··· Data for the task

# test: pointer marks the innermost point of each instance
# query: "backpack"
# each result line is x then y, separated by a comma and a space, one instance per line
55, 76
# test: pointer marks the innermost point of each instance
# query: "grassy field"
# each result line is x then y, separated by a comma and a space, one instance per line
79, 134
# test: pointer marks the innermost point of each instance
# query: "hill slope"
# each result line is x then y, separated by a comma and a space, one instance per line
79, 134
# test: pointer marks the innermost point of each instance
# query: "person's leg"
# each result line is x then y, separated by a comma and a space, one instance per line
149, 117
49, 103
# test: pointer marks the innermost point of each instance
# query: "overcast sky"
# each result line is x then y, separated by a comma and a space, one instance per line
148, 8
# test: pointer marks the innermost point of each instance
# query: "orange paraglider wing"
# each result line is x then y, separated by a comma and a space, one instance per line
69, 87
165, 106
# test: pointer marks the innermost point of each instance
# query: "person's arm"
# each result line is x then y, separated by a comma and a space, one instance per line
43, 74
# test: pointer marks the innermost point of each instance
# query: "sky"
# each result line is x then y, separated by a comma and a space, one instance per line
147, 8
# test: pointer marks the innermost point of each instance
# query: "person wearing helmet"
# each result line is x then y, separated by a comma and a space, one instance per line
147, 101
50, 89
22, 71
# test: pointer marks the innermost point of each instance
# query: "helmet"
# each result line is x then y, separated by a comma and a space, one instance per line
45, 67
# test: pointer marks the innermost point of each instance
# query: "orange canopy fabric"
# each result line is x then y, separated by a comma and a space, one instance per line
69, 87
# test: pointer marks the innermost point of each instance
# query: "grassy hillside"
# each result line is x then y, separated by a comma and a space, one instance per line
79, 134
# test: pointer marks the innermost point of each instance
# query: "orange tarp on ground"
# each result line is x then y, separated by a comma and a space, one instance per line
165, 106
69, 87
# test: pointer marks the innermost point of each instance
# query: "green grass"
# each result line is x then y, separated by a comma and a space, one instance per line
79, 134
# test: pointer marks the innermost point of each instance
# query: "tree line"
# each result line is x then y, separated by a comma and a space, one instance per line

······

Without omitting any record, transcribe the data exactly.

# test: pointer marks the innermost point of each instance
# query: "backpack"
# each result line is x then y, separated by a comma and a space, one instance per line
55, 76
# test: pointer marks the innermost point of each instance
# query: "grassy field"
# each result line is x then y, separated by a comma and a space, one instance per line
79, 134
# test: pointer marks the innermost point of each instance
# query: "hill slope"
# each result line is x then y, separated by a comma and a space, one instance per line
79, 134
# test: pointer marks the innermost point of each instance
# query: "person's leg"
# each result line is x then y, separated by a comma and a space, one instance per line
149, 117
49, 103
# test: pointer marks the innermost point of each instance
# query: "overcast sky"
# each result line is x then y, separated by a comma and a space, one instance per line
148, 8
# test: pointer marks the innermost point of each instance
# query: "orange paraglider wing"
# each result line is x then y, separated by a comma and a space, one instance per line
69, 87
165, 106
# test: pointer marks the innermost point of each instance
# query: "person's arm"
# each result line is x then y, separated by a comma and a space, one instance per line
43, 74
# test: pointer marks the innermost point of each instance
# query: "sky"
# each result line is x then y, separated by a comma and a space, one instance per line
147, 8
# test: pointer marks the innermost point of each instance
# query: "person wearing helmet"
# each result line is x then y, separated by a comma and a space, one instance per line
147, 101
50, 89
22, 71
# test: pointer marks the innermost point of each instance
# query: "helmet"
# each result line is x then y, separated by a comma and a space, one instance per line
45, 67
# test: pointer marks the innermost point of each instance
# query: "orange canopy fabric"
# each result line is x then y, separated by a comma and a space, one instance per line
69, 87
# test: pointer marks the innermost point of each instance
# query: "grassy hillside"
# each result line is x then y, separated by a comma and a space, one instance per line
79, 134
# test: pointer marks the innermost point of each instance
# query: "orange tarp on ground"
# each result line is x then y, separated by a comma and a space, one instance per line
165, 106
69, 87
# test: pointer marks the innermost point of each instance
# query: "green grass"
# each result line is x then y, separated by a comma and a space, one instance per line
79, 134
# test: pointer marks the innermost point of each instance
# query: "tree line"
# each result line is x then y, separated by a comma and a space, one instance per line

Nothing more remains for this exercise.